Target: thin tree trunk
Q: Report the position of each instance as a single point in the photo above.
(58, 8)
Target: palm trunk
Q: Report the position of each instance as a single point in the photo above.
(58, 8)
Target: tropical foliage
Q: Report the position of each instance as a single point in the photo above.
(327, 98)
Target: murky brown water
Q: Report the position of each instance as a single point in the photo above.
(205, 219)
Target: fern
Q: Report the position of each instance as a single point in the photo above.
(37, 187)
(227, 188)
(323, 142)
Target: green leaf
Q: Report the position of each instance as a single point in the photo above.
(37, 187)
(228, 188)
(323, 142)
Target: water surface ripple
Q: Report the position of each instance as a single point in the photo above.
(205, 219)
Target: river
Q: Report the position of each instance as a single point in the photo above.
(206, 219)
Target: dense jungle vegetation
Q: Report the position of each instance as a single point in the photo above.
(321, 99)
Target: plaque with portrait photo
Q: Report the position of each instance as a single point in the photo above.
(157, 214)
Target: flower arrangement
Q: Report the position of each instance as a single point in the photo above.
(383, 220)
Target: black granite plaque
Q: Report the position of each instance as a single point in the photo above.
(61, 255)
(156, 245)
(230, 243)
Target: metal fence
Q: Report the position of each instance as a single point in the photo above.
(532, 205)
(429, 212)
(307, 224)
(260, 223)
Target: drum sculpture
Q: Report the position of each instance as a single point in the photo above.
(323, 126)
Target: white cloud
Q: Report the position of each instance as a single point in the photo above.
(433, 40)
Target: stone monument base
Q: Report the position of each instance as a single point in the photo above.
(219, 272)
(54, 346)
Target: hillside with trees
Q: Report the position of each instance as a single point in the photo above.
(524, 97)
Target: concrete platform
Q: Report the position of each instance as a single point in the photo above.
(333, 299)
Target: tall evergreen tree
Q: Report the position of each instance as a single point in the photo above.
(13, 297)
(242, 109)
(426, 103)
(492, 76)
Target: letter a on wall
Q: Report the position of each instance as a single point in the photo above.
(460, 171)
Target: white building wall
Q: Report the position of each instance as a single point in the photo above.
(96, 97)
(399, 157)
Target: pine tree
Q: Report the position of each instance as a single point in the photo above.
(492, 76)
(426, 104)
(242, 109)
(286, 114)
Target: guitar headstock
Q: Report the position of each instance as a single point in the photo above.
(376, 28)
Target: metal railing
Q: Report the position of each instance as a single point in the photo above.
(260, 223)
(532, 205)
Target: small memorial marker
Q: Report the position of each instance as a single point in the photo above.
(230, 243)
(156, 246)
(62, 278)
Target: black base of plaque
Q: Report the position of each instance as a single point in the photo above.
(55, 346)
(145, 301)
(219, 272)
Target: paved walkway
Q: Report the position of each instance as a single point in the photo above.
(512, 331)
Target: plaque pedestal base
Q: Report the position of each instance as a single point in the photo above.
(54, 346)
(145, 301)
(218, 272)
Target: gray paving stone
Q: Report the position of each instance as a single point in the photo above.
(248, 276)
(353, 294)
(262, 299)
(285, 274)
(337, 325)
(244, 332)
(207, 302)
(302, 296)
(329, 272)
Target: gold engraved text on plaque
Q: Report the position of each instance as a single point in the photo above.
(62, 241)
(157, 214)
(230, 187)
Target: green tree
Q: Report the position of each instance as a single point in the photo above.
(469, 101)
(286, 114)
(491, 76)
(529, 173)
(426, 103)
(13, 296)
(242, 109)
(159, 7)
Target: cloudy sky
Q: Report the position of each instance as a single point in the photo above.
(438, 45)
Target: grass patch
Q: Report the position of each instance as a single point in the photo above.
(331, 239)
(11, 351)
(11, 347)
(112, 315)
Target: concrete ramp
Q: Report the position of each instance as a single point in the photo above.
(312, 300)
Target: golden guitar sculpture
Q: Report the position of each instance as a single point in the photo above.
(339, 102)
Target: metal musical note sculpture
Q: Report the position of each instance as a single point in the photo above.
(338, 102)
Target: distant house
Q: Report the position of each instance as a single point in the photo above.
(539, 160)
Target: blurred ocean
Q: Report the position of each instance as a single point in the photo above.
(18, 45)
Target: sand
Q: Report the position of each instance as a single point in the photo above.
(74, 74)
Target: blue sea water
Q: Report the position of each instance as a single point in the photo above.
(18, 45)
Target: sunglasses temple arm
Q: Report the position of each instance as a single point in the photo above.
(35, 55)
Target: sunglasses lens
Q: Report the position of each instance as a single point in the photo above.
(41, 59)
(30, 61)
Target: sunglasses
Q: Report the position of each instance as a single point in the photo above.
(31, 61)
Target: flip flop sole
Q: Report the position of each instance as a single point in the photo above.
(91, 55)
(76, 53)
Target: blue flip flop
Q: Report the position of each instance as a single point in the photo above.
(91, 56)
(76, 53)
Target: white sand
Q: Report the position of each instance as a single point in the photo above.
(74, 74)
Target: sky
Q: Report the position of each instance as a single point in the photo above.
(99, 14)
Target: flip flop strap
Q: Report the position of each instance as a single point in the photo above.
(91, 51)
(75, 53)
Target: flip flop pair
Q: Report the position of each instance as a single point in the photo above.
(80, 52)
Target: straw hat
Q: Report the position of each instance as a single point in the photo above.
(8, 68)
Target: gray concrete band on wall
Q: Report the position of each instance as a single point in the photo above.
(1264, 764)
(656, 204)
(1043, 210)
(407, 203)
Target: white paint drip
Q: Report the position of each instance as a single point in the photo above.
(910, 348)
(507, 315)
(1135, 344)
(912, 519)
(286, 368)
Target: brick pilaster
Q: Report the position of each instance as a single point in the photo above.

━━━━━━━━

- [TASK TO CARRY OUT] From the first line of the records above down to the line containing "Target: white cloud", repeat each line exactly as written. Include both of those lines and add nothing.

- [REPLY]
Target: thin tree trunk
Q: Report the position of each instance as a single point in the photo above.
(58, 8)
Target: palm trunk
Q: Report the position of each instance as a single point in the photo above.
(58, 8)
Target: tropical foliage
Q: Report the position of each instance as a single point in the photo above.
(327, 98)
Target: murky brown water
Q: Report the position of each instance as a single point in the photo above.
(205, 219)
Target: fern
Q: Report the position of each instance as a single point in the photo above.
(37, 187)
(227, 188)
(323, 142)
Target: green leaf
Q: Report the position of each instance as a single point in the photo above.
(37, 187)
(228, 188)
(323, 142)
Target: water surface ripple
Q: Report the position of each instance as a single point in the photo above.
(205, 219)
Target: river
Q: Report the position of each instance as a single point in the photo above.
(206, 219)
Target: dense jungle vegetation
Q: Report the position of each instance as a single point in the photo above.
(321, 99)
Target: plaque with portrait photo
Q: Report the position of each instance as a single point in the photo above.
(157, 214)
Target: flower arrangement
Q: Report the position of each instance as a single point in the photo above.
(383, 220)
Target: black granite plaque
Q: Report the position of each instance as a single point in the photo above.
(61, 255)
(156, 245)
(230, 243)
Target: metal fence
Q: Report the position of each instance as a single point in the photo above.
(532, 205)
(429, 212)
(307, 224)
(260, 223)
Target: drum sculpture
Q: Report the position of each instance as a single point in the photo above.
(323, 126)
Target: white cloud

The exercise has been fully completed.